- Opening Delimiter -

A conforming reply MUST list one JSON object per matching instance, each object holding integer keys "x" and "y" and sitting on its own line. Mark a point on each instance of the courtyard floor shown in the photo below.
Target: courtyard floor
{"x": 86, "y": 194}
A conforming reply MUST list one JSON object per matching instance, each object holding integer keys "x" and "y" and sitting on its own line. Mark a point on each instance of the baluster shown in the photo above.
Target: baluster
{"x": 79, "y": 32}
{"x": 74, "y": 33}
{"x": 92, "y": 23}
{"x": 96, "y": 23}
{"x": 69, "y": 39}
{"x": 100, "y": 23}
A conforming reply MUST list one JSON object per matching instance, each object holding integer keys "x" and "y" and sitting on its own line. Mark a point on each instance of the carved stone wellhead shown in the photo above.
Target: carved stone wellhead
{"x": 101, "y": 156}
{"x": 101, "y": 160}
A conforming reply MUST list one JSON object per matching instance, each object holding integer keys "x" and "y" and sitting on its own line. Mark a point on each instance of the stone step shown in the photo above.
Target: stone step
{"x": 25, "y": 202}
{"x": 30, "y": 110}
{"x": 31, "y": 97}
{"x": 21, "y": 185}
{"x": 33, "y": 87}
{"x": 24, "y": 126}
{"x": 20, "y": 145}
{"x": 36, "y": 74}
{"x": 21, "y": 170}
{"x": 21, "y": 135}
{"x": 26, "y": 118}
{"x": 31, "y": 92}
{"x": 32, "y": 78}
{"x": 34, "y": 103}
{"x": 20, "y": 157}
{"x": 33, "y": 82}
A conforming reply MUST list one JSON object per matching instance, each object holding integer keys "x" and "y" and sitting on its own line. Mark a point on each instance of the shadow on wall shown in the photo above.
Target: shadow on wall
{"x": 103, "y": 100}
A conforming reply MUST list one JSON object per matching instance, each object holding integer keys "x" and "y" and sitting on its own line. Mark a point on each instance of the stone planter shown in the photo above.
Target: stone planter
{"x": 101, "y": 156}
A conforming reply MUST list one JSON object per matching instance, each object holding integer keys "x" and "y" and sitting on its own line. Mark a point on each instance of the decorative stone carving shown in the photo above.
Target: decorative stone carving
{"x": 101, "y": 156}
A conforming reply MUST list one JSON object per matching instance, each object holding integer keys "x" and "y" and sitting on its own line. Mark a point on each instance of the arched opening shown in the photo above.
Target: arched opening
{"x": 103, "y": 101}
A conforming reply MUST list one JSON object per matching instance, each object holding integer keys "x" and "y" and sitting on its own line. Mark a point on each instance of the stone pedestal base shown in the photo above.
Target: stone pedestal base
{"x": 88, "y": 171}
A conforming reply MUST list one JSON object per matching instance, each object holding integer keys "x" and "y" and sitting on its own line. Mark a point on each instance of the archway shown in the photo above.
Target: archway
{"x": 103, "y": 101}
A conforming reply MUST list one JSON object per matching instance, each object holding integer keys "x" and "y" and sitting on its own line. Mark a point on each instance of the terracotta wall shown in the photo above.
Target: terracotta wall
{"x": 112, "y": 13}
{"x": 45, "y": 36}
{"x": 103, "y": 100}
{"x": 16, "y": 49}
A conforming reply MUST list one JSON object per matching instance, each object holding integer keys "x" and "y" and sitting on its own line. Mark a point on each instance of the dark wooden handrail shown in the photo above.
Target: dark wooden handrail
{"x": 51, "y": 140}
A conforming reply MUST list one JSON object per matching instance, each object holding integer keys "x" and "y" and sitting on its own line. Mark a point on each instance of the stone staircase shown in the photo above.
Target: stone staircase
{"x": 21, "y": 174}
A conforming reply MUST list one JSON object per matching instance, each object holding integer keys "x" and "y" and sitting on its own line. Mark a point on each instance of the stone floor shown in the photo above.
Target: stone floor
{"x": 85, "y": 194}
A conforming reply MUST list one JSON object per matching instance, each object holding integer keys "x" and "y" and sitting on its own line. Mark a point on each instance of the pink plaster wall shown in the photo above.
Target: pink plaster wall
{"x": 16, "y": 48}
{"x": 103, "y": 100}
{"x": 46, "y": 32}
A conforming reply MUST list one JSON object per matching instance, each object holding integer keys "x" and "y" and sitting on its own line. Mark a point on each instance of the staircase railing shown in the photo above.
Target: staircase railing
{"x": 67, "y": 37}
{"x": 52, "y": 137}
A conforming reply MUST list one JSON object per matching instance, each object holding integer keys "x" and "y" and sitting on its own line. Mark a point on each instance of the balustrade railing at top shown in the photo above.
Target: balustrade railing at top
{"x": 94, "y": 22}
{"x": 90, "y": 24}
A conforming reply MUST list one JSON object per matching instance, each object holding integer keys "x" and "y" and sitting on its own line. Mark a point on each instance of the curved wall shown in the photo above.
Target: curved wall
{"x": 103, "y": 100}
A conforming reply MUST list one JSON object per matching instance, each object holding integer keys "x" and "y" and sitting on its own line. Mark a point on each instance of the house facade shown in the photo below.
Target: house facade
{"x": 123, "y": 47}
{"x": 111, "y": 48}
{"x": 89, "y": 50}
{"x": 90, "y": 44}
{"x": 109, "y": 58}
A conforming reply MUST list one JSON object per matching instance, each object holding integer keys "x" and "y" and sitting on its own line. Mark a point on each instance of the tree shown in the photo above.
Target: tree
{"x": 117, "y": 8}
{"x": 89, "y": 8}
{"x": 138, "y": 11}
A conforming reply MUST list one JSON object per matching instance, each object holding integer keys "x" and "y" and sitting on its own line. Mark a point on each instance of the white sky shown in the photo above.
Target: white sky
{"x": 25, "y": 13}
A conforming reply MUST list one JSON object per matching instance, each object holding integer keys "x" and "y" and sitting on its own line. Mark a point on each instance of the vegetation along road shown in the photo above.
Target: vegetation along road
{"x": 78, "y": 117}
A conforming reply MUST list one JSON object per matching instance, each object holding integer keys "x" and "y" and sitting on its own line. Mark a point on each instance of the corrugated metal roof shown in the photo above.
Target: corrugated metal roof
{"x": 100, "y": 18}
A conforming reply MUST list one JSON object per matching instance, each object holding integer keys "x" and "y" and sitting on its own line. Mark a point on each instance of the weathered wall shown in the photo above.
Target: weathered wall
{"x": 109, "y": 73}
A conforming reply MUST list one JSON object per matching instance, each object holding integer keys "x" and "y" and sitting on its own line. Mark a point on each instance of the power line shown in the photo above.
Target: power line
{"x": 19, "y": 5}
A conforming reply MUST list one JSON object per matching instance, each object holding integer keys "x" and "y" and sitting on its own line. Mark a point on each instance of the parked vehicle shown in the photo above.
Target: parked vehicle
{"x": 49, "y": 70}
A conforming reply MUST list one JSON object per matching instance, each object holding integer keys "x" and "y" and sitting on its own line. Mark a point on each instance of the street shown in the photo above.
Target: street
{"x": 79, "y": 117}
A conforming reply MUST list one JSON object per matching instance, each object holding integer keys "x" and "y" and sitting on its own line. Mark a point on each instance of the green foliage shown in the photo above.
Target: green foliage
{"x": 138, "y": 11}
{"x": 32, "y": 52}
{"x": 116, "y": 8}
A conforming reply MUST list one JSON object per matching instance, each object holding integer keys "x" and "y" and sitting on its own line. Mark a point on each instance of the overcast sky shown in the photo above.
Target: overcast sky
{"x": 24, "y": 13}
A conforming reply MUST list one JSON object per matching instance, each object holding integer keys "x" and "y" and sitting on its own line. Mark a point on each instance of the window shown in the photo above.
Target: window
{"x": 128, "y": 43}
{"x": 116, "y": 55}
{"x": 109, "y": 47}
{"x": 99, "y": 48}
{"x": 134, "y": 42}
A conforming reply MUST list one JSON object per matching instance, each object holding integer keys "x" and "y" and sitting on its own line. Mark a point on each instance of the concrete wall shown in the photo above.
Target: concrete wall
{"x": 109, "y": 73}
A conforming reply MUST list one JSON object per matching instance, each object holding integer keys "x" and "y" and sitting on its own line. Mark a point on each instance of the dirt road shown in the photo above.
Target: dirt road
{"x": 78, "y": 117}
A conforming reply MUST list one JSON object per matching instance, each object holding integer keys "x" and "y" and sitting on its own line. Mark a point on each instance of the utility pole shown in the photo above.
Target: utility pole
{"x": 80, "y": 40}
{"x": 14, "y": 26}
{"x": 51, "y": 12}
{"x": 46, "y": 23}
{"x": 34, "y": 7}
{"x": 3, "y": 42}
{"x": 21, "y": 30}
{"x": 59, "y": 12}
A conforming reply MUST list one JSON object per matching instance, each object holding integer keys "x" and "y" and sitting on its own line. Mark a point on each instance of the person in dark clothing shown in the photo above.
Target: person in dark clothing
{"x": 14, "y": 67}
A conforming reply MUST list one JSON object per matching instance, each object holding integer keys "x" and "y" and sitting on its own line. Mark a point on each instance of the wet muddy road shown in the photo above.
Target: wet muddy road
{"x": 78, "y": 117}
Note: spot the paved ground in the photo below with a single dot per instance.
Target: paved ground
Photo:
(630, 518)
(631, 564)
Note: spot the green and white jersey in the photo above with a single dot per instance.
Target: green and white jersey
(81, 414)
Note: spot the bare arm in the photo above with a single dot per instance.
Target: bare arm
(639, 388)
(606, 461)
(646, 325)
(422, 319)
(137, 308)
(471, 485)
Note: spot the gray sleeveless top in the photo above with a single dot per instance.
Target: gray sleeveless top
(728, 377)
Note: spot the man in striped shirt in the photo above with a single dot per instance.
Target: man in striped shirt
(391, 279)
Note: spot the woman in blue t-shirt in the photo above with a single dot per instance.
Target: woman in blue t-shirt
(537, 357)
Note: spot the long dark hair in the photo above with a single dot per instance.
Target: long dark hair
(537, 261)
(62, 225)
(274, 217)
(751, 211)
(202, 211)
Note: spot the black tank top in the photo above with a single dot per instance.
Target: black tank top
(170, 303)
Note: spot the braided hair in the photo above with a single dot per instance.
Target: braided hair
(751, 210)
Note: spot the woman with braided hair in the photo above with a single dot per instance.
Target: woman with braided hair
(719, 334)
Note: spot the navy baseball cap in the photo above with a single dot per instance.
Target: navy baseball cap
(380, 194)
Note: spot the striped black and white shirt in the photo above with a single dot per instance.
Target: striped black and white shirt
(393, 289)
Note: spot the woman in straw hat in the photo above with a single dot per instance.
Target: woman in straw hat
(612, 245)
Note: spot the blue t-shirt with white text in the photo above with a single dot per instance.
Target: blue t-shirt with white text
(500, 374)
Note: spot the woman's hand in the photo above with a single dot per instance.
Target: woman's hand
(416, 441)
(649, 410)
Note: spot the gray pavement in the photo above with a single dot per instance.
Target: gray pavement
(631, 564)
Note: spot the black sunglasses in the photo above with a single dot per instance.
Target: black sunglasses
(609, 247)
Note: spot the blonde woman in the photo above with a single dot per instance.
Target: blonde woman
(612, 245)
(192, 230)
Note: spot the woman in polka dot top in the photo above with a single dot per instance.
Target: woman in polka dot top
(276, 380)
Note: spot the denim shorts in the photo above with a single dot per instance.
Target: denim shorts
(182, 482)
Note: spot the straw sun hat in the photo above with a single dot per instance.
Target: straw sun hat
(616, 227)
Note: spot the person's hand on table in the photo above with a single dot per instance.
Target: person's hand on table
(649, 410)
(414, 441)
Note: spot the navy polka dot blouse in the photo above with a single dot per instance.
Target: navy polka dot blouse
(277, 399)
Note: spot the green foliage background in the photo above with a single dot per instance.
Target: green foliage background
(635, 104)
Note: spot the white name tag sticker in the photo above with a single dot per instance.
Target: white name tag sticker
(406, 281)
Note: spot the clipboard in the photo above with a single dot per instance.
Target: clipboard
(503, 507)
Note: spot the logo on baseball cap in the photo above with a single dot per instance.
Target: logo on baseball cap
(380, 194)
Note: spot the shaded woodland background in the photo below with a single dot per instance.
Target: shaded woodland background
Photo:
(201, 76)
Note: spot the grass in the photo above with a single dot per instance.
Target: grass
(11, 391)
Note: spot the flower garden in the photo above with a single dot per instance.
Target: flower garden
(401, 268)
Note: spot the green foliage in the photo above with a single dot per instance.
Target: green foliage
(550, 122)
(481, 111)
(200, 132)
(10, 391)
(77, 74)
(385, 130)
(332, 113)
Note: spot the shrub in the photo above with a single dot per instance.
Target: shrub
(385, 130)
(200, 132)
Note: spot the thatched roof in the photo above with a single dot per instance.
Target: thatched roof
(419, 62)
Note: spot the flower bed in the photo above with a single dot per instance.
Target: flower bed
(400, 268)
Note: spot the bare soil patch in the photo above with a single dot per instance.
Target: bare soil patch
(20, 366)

- Closing Delimiter -

## Task description
You are asked to reproduce word for word the line containing "Target: grass" and every subsequent line through the end of the entries.

## Response to the exercise
Target: grass
(11, 391)
Note: spot the flower garden in the photo above with a single dot per instance.
Target: flower garden
(401, 268)
Note: spot the green foliage in the photo above with a single dot per instance.
Target: green foliage
(550, 122)
(481, 111)
(200, 132)
(10, 391)
(77, 74)
(385, 130)
(332, 113)
Note: spot the shrub in the photo above with a single dot per instance.
Target: shrub
(385, 130)
(200, 132)
Note: spot the thatched roof in the photo above with a single dot per instance.
Target: thatched roof
(419, 62)
Note: spot the flower bed in the photo above with a single dot per instance.
Target: flower bed
(400, 268)
Note: spot the bare soil patch in the photo above with a single dot per instance.
Target: bare soil patch
(20, 366)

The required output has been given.